## EXERCISE INPUTS
----------
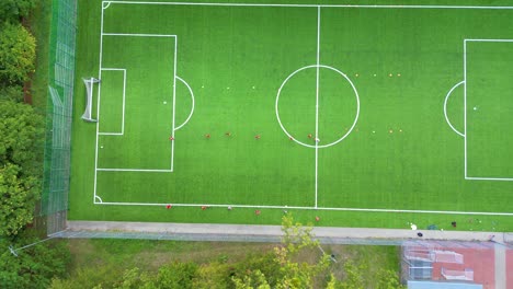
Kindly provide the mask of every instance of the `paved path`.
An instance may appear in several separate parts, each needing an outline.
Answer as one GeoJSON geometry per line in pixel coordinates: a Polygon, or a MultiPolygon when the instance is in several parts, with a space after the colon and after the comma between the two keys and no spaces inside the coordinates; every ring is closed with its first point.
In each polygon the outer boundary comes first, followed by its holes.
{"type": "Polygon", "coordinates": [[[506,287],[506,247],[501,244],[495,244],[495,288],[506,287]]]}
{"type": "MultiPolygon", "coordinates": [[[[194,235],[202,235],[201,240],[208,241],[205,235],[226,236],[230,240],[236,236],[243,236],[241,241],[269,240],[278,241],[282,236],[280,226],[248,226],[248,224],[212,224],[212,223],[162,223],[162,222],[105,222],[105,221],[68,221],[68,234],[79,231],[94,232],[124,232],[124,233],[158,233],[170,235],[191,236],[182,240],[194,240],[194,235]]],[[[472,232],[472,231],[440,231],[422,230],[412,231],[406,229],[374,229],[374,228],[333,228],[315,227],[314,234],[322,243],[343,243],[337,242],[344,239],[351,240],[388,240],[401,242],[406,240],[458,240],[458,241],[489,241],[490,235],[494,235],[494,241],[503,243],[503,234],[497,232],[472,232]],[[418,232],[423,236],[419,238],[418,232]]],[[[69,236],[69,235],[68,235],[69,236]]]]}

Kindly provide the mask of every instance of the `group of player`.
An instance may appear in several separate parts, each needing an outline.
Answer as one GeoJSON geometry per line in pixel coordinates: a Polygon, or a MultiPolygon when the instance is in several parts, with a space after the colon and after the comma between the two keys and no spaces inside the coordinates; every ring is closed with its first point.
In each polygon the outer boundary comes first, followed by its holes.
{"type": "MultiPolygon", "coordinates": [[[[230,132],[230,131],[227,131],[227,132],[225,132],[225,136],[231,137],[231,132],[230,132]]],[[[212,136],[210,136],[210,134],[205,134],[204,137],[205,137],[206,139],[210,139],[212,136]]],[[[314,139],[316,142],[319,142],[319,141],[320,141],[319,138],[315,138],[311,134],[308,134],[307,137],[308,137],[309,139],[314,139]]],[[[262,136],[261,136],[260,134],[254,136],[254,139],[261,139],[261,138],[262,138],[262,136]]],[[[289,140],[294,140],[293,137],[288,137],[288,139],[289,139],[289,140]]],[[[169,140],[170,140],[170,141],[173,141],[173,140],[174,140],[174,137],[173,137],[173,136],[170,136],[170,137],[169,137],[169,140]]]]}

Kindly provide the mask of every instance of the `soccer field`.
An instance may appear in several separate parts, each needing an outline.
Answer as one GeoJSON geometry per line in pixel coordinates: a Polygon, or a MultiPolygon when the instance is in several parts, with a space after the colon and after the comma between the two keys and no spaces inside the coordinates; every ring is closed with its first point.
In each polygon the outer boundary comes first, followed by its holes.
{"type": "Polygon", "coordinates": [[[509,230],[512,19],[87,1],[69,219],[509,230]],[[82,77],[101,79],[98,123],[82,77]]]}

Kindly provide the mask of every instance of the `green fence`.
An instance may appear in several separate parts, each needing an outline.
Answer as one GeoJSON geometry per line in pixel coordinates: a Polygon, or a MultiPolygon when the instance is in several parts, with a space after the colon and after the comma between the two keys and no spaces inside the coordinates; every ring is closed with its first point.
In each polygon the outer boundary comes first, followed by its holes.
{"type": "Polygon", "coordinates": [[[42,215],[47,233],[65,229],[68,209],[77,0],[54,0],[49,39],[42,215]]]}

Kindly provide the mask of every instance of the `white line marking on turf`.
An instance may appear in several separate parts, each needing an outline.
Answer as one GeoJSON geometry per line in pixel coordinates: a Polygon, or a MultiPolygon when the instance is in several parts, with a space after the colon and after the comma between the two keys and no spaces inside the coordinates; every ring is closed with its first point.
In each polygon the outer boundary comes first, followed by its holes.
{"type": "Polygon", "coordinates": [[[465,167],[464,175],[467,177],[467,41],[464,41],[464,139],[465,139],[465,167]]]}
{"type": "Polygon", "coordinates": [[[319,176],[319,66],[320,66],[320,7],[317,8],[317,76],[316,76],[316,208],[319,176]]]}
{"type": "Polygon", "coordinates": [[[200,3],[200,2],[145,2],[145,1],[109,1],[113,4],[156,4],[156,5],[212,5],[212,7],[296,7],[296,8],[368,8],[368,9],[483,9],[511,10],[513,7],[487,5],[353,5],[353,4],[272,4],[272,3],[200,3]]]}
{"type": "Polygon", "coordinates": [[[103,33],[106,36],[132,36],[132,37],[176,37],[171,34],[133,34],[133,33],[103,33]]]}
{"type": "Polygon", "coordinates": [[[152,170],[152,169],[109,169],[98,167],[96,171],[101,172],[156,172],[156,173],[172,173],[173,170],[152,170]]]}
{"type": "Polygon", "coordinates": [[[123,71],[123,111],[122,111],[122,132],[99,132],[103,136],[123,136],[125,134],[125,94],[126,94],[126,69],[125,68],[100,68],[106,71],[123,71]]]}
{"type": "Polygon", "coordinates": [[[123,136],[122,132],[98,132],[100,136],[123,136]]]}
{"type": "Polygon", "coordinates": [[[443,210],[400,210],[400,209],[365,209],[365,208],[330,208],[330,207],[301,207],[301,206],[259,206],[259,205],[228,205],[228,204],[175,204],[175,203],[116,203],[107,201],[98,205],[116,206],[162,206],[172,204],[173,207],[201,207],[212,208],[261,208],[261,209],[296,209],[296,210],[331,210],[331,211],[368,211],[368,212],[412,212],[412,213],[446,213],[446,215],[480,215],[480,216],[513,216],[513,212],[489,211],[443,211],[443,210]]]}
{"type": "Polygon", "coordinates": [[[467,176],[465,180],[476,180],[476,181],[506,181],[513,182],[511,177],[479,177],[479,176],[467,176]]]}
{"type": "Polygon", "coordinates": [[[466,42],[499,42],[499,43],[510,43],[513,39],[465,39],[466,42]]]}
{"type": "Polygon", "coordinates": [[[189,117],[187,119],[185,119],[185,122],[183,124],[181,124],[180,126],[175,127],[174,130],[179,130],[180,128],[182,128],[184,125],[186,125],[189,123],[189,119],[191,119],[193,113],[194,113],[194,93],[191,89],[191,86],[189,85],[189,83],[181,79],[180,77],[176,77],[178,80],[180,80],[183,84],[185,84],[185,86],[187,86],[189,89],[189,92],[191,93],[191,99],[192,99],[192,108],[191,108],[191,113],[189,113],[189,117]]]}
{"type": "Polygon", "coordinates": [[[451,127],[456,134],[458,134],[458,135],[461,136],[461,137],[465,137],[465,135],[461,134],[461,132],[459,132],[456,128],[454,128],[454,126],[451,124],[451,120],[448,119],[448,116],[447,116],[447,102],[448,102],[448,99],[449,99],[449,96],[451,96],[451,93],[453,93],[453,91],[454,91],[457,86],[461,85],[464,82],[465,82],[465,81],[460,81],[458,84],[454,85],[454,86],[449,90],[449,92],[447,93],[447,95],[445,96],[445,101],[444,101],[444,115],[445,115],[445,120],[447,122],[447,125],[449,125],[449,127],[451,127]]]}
----------
## AIM
Please count the lines of the records above that contain the string "provide", matching case exactly, and reply with only that number.

## FULL ANSWER
5